[start]
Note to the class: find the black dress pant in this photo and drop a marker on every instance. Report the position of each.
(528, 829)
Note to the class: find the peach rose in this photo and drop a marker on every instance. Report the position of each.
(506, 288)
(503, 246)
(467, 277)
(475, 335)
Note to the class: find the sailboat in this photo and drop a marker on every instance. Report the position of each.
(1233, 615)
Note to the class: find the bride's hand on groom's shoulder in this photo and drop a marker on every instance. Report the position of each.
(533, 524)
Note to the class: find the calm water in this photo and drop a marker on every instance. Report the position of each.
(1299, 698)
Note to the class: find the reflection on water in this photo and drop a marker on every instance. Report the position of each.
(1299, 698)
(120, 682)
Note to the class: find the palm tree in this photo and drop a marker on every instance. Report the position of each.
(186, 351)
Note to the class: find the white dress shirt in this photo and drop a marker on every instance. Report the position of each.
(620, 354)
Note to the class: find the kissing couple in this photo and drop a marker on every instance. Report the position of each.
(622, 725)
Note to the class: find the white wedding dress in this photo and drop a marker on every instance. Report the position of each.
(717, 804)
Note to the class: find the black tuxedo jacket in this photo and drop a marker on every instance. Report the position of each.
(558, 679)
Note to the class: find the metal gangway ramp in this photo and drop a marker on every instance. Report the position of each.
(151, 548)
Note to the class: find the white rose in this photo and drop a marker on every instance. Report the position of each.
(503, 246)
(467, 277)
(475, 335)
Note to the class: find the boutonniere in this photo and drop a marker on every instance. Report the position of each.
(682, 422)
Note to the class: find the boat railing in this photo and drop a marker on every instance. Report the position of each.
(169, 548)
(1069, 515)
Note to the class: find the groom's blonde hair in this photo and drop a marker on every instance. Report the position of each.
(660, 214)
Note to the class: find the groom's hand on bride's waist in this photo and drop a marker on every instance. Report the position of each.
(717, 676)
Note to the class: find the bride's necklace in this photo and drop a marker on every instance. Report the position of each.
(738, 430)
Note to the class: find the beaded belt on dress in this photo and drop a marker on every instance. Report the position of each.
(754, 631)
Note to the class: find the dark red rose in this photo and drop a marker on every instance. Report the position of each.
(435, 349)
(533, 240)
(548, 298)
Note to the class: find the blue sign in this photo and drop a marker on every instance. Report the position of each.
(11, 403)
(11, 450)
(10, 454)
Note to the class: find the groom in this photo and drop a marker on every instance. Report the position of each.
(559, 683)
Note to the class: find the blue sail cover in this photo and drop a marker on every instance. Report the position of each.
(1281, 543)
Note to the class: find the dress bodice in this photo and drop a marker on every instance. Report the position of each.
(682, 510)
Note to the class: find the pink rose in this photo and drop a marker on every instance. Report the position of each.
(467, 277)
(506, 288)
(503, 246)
[end]
* **WRITTEN REQUEST**: Write out every one of the entries above word for word, from the first through the last.

* **FULL OUTPUT**:
Note to the class: find the black dress pant in this photo and drop a marker on every instance. Report the position of each.
(528, 829)
Note to the class: find the peach rose in this photo and drop a marker on every instance. Report the position of each.
(506, 288)
(503, 246)
(467, 277)
(475, 335)
Note to the class: find the sailboat in this photo and drop a marker on every instance. Report the position of each.
(1233, 615)
Note to the class: find the bride's hand on groom's shoulder in this photo and drop a marker on every instance. Report the position of each.
(533, 524)
Note to the class: find the calm water in this photo and drop a marker on every instance. Report the position of each.
(1299, 698)
Note to the class: find the reflection on water in this photo and drop a marker on every instance. Report the position of each.
(1299, 698)
(120, 682)
Note to the class: find the palm tree in this photo and drop a marker on every instance. Report the position of each.
(186, 351)
Note to the class: find the white dress shirt in this photo and drop a marker on every instance. Report the position of each.
(620, 354)
Note to the class: find the kissing couple in this photo and drop a marker on every instance. Report the position of each.
(622, 725)
Note to the class: find the white wedding dress in this photo and drop a marker on every instance. Report the position of each.
(717, 804)
Note to the class: find the black tuxedo jacket in this photo and drop a marker on every instance. Report the position of each.
(558, 679)
Note to the class: find the metal gangway ramp in this photo and drop a marker on every instance. Report the position of each.
(151, 548)
Note to the class: find the white rose in this photo and drop a marker on every instance. Report the position of each.
(503, 246)
(467, 277)
(475, 335)
Note to the class: find the boutonniere in this photo and drop a marker on every instance. Report the position of each.
(682, 422)
Note to the class: find the boat railing in this photo and drop a marker on every instance. Report the position of each.
(169, 548)
(1069, 515)
Note to the class: find the groom's blonde hair in this photo and drop a marker on every instance. Report the position of each.
(660, 214)
Note to the class: find the groom's hand on bride's waist in this photo and drop a marker on every instance. Report the position of each.
(717, 676)
Note to the class: find the bride's necklace in this photo and drop a marker on every instance. Report the position of each.
(738, 430)
Note to the class: find the beaded belt on dress in this photo and drop a marker on every instance. Report the position of each.
(754, 631)
Note to the class: find the dark red rose in this photo and drop a marker on every instance. Report the position of each.
(435, 349)
(533, 240)
(548, 298)
Note to the class: find the blue sign in this photo and drop a marker on every instance. Report the position of each.
(11, 403)
(11, 450)
(10, 454)
Note to the class: find the groom in this photo and drop a marker on every instance. Report the position of each.
(559, 683)
Note to the class: find the blue sail cover in this photo and drop a marker on every instance. Report the position of each.
(1281, 543)
Note to the class: find the dress bodice in this photo and drop a marker on every instance. Report the position of each.
(682, 510)
Note to the class: find the pink rose in this photo and drop a marker on every instance. Report the position of each.
(467, 277)
(506, 288)
(503, 246)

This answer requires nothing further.